● GIVEN PROBLEM:
Can you reproduce the data below line for line, leaving out the pictures?

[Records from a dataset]
## Start

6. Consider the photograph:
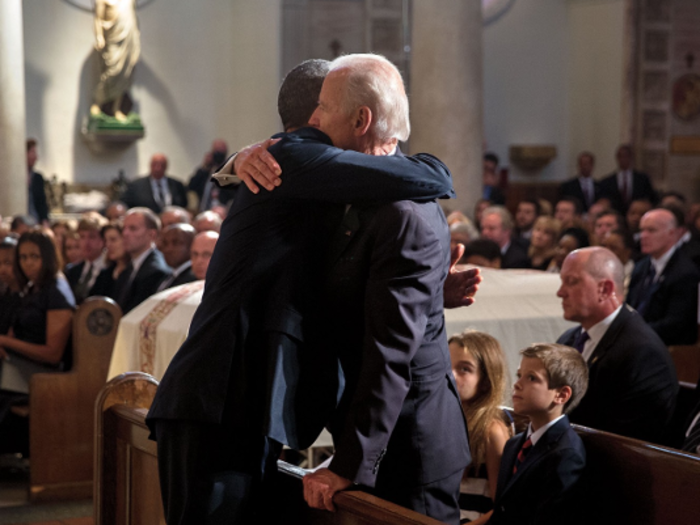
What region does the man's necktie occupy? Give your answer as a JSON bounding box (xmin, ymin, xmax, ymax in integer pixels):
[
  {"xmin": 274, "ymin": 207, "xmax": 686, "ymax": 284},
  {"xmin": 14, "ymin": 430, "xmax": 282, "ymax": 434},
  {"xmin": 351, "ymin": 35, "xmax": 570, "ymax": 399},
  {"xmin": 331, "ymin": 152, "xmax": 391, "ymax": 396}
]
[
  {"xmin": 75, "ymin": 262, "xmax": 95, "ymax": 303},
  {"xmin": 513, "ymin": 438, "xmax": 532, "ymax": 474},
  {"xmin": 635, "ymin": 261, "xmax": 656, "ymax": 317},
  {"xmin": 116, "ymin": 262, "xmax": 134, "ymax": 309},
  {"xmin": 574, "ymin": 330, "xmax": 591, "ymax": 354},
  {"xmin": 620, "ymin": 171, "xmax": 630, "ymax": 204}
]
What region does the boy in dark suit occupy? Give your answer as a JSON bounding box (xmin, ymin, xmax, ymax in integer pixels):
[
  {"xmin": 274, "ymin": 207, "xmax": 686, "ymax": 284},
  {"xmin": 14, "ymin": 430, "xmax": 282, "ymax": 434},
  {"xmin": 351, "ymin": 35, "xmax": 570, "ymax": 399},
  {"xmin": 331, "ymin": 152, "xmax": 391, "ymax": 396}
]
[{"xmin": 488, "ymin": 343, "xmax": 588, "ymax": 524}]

## End

● SOLUTION TO THIS PROBLEM:
6. Consider the photograph:
What region does the man's necktie occupy? Give your answer as a JSON bounding box (xmin, ymin, xmax, ymax in integer pixels):
[
  {"xmin": 274, "ymin": 207, "xmax": 686, "ymax": 284},
  {"xmin": 14, "ymin": 430, "xmax": 282, "ymax": 434},
  {"xmin": 351, "ymin": 35, "xmax": 570, "ymax": 399},
  {"xmin": 331, "ymin": 152, "xmax": 391, "ymax": 396}
]
[
  {"xmin": 75, "ymin": 262, "xmax": 95, "ymax": 303},
  {"xmin": 513, "ymin": 438, "xmax": 532, "ymax": 474},
  {"xmin": 635, "ymin": 261, "xmax": 656, "ymax": 317},
  {"xmin": 116, "ymin": 262, "xmax": 134, "ymax": 309},
  {"xmin": 574, "ymin": 330, "xmax": 591, "ymax": 354},
  {"xmin": 620, "ymin": 171, "xmax": 630, "ymax": 204}
]
What region does the boy in dark suit occupy? Give your answer as a JSON bounding box (xmin, ymin, xmax, ymax in integer pixels):
[
  {"xmin": 274, "ymin": 207, "xmax": 686, "ymax": 284},
  {"xmin": 14, "ymin": 430, "xmax": 282, "ymax": 434},
  {"xmin": 351, "ymin": 35, "xmax": 570, "ymax": 399},
  {"xmin": 331, "ymin": 152, "xmax": 391, "ymax": 396}
]
[{"xmin": 488, "ymin": 343, "xmax": 588, "ymax": 524}]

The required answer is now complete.